Listed entries —
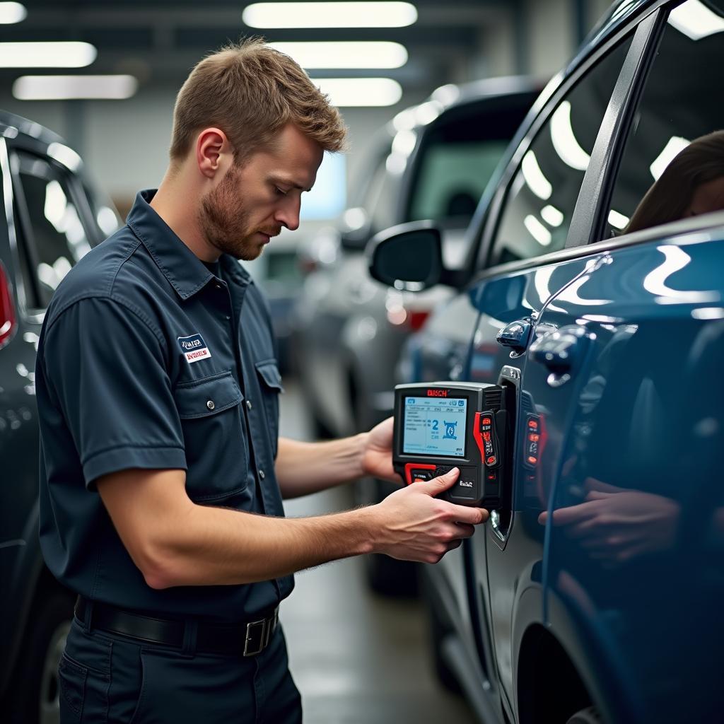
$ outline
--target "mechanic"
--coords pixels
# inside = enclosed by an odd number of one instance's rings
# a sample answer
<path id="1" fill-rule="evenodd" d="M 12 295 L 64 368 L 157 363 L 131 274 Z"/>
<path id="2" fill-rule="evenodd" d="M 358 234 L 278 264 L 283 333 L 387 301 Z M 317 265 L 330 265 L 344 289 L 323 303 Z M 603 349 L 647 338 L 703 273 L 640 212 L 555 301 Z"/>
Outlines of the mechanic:
<path id="1" fill-rule="evenodd" d="M 433 497 L 453 470 L 366 508 L 284 518 L 282 497 L 398 479 L 391 420 L 277 439 L 269 314 L 237 262 L 298 227 L 345 135 L 261 41 L 208 56 L 179 93 L 158 191 L 54 296 L 35 384 L 43 552 L 79 595 L 63 723 L 300 721 L 278 624 L 292 573 L 373 552 L 435 562 L 487 517 Z"/>

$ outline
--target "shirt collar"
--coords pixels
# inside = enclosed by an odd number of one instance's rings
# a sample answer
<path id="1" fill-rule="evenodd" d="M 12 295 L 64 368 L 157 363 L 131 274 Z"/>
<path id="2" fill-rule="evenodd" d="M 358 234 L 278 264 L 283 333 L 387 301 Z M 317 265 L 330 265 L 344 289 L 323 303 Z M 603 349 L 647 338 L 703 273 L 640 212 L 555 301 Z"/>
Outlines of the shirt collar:
<path id="1" fill-rule="evenodd" d="M 150 202 L 156 191 L 145 189 L 136 194 L 126 223 L 179 296 L 188 299 L 216 277 L 151 207 Z M 237 283 L 248 282 L 248 273 L 233 257 L 222 254 L 221 262 L 230 279 Z"/>

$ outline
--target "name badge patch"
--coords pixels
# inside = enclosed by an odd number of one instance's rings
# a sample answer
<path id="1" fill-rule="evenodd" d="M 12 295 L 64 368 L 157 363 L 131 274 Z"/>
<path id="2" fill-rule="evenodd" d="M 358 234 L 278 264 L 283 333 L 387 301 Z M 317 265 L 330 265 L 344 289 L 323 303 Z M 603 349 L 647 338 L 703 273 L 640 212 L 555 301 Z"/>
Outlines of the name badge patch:
<path id="1" fill-rule="evenodd" d="M 203 341 L 203 337 L 201 334 L 191 334 L 189 337 L 178 337 L 179 347 L 186 358 L 186 361 L 190 364 L 192 362 L 198 362 L 199 360 L 208 359 L 211 356 L 211 353 L 206 343 Z"/>

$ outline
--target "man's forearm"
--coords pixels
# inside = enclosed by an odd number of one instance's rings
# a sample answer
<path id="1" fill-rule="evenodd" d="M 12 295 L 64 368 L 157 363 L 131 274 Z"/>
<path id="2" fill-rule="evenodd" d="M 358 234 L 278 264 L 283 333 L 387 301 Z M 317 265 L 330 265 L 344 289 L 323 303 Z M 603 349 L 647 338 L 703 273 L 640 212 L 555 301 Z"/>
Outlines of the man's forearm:
<path id="1" fill-rule="evenodd" d="M 361 477 L 366 434 L 329 442 L 280 437 L 274 468 L 282 495 L 298 497 Z"/>
<path id="2" fill-rule="evenodd" d="M 193 505 L 144 575 L 153 588 L 266 581 L 370 552 L 371 509 L 283 518 Z"/>

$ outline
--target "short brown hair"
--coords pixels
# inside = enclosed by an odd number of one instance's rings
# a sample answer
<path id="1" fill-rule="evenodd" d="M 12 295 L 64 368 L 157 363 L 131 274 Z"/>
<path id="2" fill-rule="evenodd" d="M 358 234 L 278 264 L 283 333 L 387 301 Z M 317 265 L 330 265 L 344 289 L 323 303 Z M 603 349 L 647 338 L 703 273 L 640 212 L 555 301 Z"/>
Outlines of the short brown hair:
<path id="1" fill-rule="evenodd" d="M 674 157 L 646 193 L 623 233 L 683 218 L 696 188 L 722 176 L 724 131 L 695 138 Z"/>
<path id="2" fill-rule="evenodd" d="M 347 128 L 340 111 L 288 56 L 261 38 L 225 46 L 201 61 L 181 86 L 174 108 L 169 155 L 189 152 L 196 133 L 214 126 L 227 135 L 241 163 L 270 145 L 287 122 L 323 151 L 341 151 Z"/>

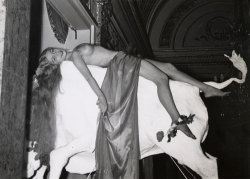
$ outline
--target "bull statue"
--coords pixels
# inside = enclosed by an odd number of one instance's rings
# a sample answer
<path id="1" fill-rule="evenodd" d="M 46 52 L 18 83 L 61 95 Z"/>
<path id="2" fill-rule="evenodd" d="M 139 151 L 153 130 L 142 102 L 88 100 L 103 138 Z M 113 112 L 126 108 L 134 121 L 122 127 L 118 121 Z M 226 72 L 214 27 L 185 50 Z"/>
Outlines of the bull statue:
<path id="1" fill-rule="evenodd" d="M 225 55 L 226 56 L 226 55 Z M 226 56 L 233 65 L 241 71 L 242 79 L 231 78 L 222 83 L 206 82 L 213 87 L 223 89 L 233 81 L 244 83 L 247 66 L 244 60 L 234 51 L 232 57 Z M 89 66 L 89 69 L 99 85 L 102 83 L 106 69 Z M 61 64 L 62 81 L 60 92 L 56 96 L 56 142 L 55 150 L 69 144 L 74 139 L 84 141 L 81 153 L 70 158 L 65 169 L 70 173 L 87 174 L 95 171 L 95 138 L 98 125 L 99 109 L 96 106 L 97 97 L 84 77 L 72 62 Z M 181 114 L 195 114 L 193 123 L 189 125 L 196 136 L 193 140 L 182 132 L 167 142 L 157 140 L 158 131 L 167 131 L 171 126 L 169 114 L 161 105 L 157 96 L 156 86 L 142 77 L 138 87 L 138 123 L 141 159 L 147 156 L 166 153 L 175 158 L 178 163 L 188 166 L 204 179 L 218 178 L 216 158 L 204 153 L 200 144 L 208 132 L 208 112 L 204 105 L 199 89 L 189 84 L 170 81 L 172 95 Z M 53 152 L 53 151 L 52 151 Z M 45 166 L 35 160 L 36 153 L 28 153 L 27 177 L 43 178 Z M 51 157 L 51 170 L 55 169 L 62 156 Z M 39 169 L 39 170 L 38 170 Z M 38 170 L 38 171 L 36 171 Z M 35 172 L 36 171 L 36 172 Z M 54 171 L 50 171 L 54 172 Z M 36 174 L 36 176 L 34 176 Z"/>

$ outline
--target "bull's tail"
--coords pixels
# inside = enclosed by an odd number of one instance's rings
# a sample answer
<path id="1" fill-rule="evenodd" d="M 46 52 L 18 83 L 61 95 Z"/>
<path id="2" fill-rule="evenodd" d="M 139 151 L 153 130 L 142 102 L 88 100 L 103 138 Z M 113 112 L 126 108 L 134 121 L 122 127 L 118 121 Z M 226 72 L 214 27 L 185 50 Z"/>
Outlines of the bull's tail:
<path id="1" fill-rule="evenodd" d="M 244 59 L 235 53 L 235 51 L 232 52 L 232 56 L 229 57 L 225 55 L 232 63 L 235 68 L 237 68 L 241 73 L 242 73 L 242 79 L 238 78 L 230 78 L 222 83 L 216 83 L 216 82 L 204 82 L 207 85 L 213 86 L 218 89 L 223 89 L 230 85 L 233 81 L 236 83 L 242 84 L 246 80 L 246 75 L 247 75 L 247 65 L 244 61 Z"/>

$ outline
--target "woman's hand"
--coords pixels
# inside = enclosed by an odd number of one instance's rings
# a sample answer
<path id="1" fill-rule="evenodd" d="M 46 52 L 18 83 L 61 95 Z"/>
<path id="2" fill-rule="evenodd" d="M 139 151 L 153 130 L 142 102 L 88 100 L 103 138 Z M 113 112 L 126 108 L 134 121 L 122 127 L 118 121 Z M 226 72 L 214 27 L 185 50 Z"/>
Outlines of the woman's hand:
<path id="1" fill-rule="evenodd" d="M 107 111 L 108 104 L 105 96 L 100 96 L 96 104 L 99 106 L 99 109 L 102 113 L 105 113 Z"/>

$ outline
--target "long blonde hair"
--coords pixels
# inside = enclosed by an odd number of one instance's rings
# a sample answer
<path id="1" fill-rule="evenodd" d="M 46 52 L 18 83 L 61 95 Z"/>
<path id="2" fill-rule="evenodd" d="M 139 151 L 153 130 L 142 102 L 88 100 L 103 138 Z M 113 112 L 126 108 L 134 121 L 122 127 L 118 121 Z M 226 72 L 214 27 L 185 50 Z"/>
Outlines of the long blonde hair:
<path id="1" fill-rule="evenodd" d="M 55 97 L 62 75 L 60 64 L 50 64 L 45 49 L 33 77 L 29 140 L 36 141 L 35 152 L 43 164 L 48 164 L 56 137 Z"/>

Set problem —
Pull out every line of the items above that contains the string "collar".

The solution —
--target "shirt collar"
Outlines of the shirt collar:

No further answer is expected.